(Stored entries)
● ● ● ● ● ● ●
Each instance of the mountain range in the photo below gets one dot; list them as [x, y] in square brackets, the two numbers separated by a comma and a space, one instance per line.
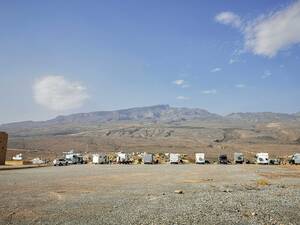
[156, 113]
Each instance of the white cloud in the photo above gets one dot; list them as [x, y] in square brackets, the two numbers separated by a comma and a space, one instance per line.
[266, 74]
[228, 18]
[274, 32]
[240, 85]
[209, 92]
[178, 82]
[181, 83]
[266, 35]
[232, 61]
[182, 97]
[215, 70]
[58, 94]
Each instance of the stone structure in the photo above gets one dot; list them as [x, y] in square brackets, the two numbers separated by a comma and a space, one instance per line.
[3, 147]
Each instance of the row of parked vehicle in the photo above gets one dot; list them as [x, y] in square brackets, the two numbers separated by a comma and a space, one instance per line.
[174, 158]
[69, 158]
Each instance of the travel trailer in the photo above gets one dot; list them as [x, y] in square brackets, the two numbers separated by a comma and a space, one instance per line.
[123, 157]
[18, 157]
[73, 158]
[262, 158]
[296, 159]
[238, 158]
[200, 158]
[100, 158]
[223, 159]
[148, 158]
[175, 158]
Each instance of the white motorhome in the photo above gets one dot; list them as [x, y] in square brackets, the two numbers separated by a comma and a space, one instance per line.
[296, 158]
[18, 157]
[200, 158]
[148, 158]
[123, 157]
[100, 158]
[73, 158]
[262, 158]
[175, 158]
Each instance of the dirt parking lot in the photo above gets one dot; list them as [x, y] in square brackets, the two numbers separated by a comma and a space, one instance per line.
[145, 194]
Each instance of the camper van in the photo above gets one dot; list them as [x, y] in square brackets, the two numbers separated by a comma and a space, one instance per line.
[100, 159]
[123, 158]
[223, 159]
[175, 158]
[148, 158]
[262, 158]
[296, 159]
[238, 158]
[199, 158]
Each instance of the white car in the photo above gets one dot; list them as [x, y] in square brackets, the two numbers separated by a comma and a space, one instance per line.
[60, 162]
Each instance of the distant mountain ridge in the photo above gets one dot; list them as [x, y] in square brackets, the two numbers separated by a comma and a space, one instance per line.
[156, 113]
[263, 116]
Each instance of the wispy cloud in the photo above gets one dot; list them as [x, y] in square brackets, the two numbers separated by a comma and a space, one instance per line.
[232, 61]
[182, 97]
[210, 92]
[266, 74]
[240, 85]
[181, 83]
[215, 70]
[228, 18]
[178, 82]
[58, 94]
[267, 34]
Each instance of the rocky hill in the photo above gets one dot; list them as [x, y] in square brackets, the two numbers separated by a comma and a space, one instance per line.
[159, 128]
● ● ● ● ● ● ●
- **TASK**
Take the line that contains "Each instance of the dirt" and each line after it through the end of the records, and repeat them all exactly. Nothing else.

- **WRITTEN REPLY**
Each instance of the dirt parking lot in the photo above gets one dot; list them as [x, y] in square brackets, the two numbers separated by a comma and a space, one instance per line.
[145, 194]
Each instance of the camper van in the photo above gets one dot; list them as [x, y] in square brackets, the two numbers separated by a comma and a space, one instance per line.
[100, 159]
[123, 158]
[223, 159]
[175, 158]
[148, 158]
[262, 158]
[296, 159]
[238, 158]
[199, 158]
Each instance of the white car in the photo above gets one dot; list them as [x, y] in square brackets, the two numbers separated by a comma and a space, one instance per line.
[60, 162]
Each instance of the distant mountain ridge in the photo above gets one dot; list them as [x, y] in square brackets, the two numbers separated by a comma and a space, one instance per line.
[156, 113]
[263, 116]
Each instance of the wispy cloud in the photo above gets one dot; list them as [x, y] in square brackets, the two numbers separated by a comma and a space, one instance per line.
[232, 61]
[182, 97]
[210, 92]
[266, 74]
[240, 85]
[181, 83]
[215, 70]
[228, 18]
[178, 82]
[58, 94]
[267, 34]
Each instance of the rocky hill in the photo above gets one dot; list them as [x, y] in square brackets, the two numbers separated by a comma and a space, one instance per line.
[159, 128]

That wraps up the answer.